Work instructions: Beginning at the line that includes "emit = xml-attr", print each remaining line of the data word for word. Output nothing else.
___ Material provided
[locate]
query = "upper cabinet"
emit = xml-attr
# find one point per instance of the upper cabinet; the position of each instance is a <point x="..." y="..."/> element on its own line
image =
______
Exercise output:
emit = xml-attr
# find one point per instance of the upper cabinet; the position of each instance is a <point x="..." y="..."/> element on its own line
image =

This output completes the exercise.